=== Your task ===
Rewrite the records below, switching each "thickest" to "widest" and leaving every other word unchanged.

=== Stored data ===
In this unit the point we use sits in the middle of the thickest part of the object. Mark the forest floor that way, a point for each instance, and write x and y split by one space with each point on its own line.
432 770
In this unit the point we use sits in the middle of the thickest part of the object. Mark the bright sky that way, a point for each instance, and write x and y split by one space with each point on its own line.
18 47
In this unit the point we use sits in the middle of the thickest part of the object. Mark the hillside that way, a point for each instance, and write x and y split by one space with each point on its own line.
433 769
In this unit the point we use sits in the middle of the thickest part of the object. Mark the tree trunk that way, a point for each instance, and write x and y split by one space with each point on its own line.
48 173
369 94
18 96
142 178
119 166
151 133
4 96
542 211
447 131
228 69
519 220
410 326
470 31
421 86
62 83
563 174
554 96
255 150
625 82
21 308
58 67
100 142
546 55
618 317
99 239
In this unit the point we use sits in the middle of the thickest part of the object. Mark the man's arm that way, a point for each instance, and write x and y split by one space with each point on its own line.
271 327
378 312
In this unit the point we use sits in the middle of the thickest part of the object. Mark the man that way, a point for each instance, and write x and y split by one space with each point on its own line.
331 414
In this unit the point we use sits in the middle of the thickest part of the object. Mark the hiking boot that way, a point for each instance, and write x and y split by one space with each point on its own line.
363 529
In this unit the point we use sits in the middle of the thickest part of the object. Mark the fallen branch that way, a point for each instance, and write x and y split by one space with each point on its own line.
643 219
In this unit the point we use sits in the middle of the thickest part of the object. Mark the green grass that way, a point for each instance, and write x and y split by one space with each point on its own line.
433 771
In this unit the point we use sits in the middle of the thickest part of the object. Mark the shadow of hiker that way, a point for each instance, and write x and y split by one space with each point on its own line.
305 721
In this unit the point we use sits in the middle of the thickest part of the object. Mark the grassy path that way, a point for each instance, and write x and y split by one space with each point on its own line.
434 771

=== Solved problem ===
In this unit the point we use sits in the middle of the widest part of the object. Mark the forest floor that way, a point for each instance, and write x and y split by one space with each point on its own line.
432 770
In this unit the point we use sits in the middle of the widest part of the object. Mark the bright sky that way, a point for each instance, and write x and y split by one space with each point on its own line.
18 47
In this unit the point we use sits in the middle of the widest part of the object. Mark the hillside that way, a point for each instance, and write x and y split by one space with each point on its own line.
433 769
In this unit the point we use sits in the middle of the widest part of the object. Mark the tree trunk that way, a point for each instance, and write x and y split by one space with each point on its own line.
48 173
369 94
18 96
142 178
119 166
151 133
4 96
542 211
447 131
228 69
519 220
410 326
470 31
421 86
62 83
563 174
554 96
255 150
625 82
21 308
58 67
100 142
546 55
618 317
99 239
In this unit the point we use sits in the middle of the widest part of the object. Mark the man's arm that way, a point for each instance, and write x and y split by one space with each point on its own line.
271 327
378 312
In this unit the point we use sits in the middle of the widest part of the object. Mark the man that way, a point for each instance, and write x and y split by one space with each point on its own line.
331 414
In this unit the point we use sits in the middle of the widest part of the object. Mark the hiking boot that way, a point for each instance, and write x and y split by one space with each point on its own line.
363 529
In this unit the point we use sits in the middle of the widest part of the object. Mark the fallen branch that way, a point for each instance, and write x and y split by one space with each point on its own line.
643 219
In this unit the point we use sits in the middle of the widest part of the object. Mark the green grass that way, a point for each instance, and write x and y split by one space with each point on its own line.
433 771
In this unit the point we use sits in the middle of the widest part of the object. Mark the shadow of hiker that way, a point for each instance, and write x and y split by one space with each point on its own line.
305 721
In this unit the point we use sits in the middle of the widest part of the object. Mark the grassy path that way, a point for each instance, and write x and y split by one space with each point on its own line.
434 771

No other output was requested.